Exercise instructions
1. Quote the stopwords issue thread word for word, starting with "Original issue reported" and going on through "standard traversal set.".
2. In the stopwords issue thread, what value is placed inside the order tag of the documentation template?
3. List every distinct XML tag name used in the stopword remover template that the stopwords issue thread offers for documentation.

Document text
╔══

Cutezjz / galagosearch

Automatically exported from code.google.com/p/galagosearch
BSD 3-Clause "New" or "Revised" License
0 stars 0 forks source link

Stopwords usage is not documented #18

Closed GoogleCodeExporter closed 8 years ago

GoogleCodeExporter commented 8 years ago
While a stopword list can be supplied during retrieval, this isn't in the
documentation.

Use this as a template for documentation:

To use the stopword remover, add an XML like this to a parameter file
when running queries:

<traversals>
 <traversal>

<class>org.galagosearch.core.retrieval.traversal.RemoveStopwordsTraversal</class
>
    <order>before</order>
    <parameters>
       <word>the</word>
       <word>but</word>
    </parameters>
 </traversal>
</traversals>

For instance:

<parameters>
  <traversals>
  ...
  </traversals>
  <query>
   ...
  </query>
  <query>
  ...
  </query>
  ...
</parameters>

Original issue reported on code.google.com by trevor.s...@gmail.com on 10 May 2009 at 9:26

GoogleCodeExporter commented 8 years ago

Stopwords can now be input at query time the remove stopword traversal is 
included in the standard traversal set.

Stopwords can be set:
<stopwords>
 <word>a</word>
  ...
</stopwords>

alternatively:
<stopwords>/path/to/stopword/file</stopwords>

This xml fragment should be input in the query parameter file.

Original comment by sjh...@gmail.com on 21 Jun 2011 at 3:24

╚══

Supplied records
╔══

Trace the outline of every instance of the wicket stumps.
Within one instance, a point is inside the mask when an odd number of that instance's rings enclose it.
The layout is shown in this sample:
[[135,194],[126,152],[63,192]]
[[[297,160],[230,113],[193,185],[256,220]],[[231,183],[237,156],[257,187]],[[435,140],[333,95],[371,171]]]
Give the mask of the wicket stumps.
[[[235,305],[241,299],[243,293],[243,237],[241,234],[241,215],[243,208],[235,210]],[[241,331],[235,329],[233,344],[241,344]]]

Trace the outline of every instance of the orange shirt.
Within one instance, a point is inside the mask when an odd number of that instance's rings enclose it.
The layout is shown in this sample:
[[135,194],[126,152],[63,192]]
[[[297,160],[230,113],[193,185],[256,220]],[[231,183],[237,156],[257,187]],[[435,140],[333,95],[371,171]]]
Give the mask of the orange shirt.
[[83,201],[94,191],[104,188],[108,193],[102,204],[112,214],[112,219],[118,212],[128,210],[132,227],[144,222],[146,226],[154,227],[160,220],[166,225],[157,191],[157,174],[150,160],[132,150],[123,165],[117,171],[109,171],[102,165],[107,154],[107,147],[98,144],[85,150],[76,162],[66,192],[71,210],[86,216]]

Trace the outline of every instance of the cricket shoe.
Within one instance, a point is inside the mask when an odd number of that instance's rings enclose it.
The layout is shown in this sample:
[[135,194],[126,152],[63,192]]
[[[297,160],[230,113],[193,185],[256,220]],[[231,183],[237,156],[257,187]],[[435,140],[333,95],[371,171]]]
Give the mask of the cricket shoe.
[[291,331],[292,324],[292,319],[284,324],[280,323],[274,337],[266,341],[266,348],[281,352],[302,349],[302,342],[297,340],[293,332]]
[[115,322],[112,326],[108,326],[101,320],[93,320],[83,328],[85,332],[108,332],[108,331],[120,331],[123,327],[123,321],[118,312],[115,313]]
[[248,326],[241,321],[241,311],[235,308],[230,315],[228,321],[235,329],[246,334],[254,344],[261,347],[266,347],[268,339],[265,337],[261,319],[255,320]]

╚══

The solutions
1.
Original issue reported on code.google.com by trevor.s...@gmail.com on 10 May 2009 at 9:26

GoogleCodeExporter commented 8 years ago

Stopwords can now be input at query time the remove stopword traversal is 
included in the standard traversal set.

2. before

3. traversals, traversal, class, order, parameters, word